__Written request__:
Reproduce the following lines word for word, without changing anything.

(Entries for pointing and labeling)
— start —

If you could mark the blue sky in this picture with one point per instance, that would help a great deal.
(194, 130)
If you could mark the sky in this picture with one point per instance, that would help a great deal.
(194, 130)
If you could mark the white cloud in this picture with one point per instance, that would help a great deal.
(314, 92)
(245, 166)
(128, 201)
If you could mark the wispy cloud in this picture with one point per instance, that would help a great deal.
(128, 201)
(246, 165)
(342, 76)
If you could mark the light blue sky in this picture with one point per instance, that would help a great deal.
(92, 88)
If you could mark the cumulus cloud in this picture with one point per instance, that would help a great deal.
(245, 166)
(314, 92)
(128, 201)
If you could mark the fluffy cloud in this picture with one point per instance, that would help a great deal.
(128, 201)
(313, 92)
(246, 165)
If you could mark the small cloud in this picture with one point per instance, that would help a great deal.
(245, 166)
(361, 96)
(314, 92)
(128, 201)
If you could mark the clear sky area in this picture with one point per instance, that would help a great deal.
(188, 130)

— end —

__Correct answer__:
If you could mark the blue sky in this picture with one point per instance, that would help a great deal.
(194, 130)
If you could mark the sky in this picture with one point per instance, that would help a great deal.
(194, 130)
If you could mark the white cloud in this picture with one point per instance, that would help a great deal.
(314, 92)
(245, 166)
(128, 201)
If you could mark the wispy cloud in this picture with one point per instance, that would help a great deal.
(128, 201)
(246, 165)
(342, 76)
If you could mark the light blue sky in this picture with one point per instance, that would help a great deal.
(92, 88)
If you could mark the cumulus cloud in this picture with one point per instance, that would help a great deal.
(245, 166)
(314, 92)
(128, 201)
If you could mark the fluffy cloud in this picture with one point per instance, that would help a great deal.
(128, 201)
(313, 92)
(246, 165)
If you could mark the small cloud in this picture with one point per instance, that would help a great deal.
(245, 166)
(361, 96)
(314, 92)
(128, 201)
If you could mark the clear sky area in this picture with one point per instance, that would help a great deal.
(188, 130)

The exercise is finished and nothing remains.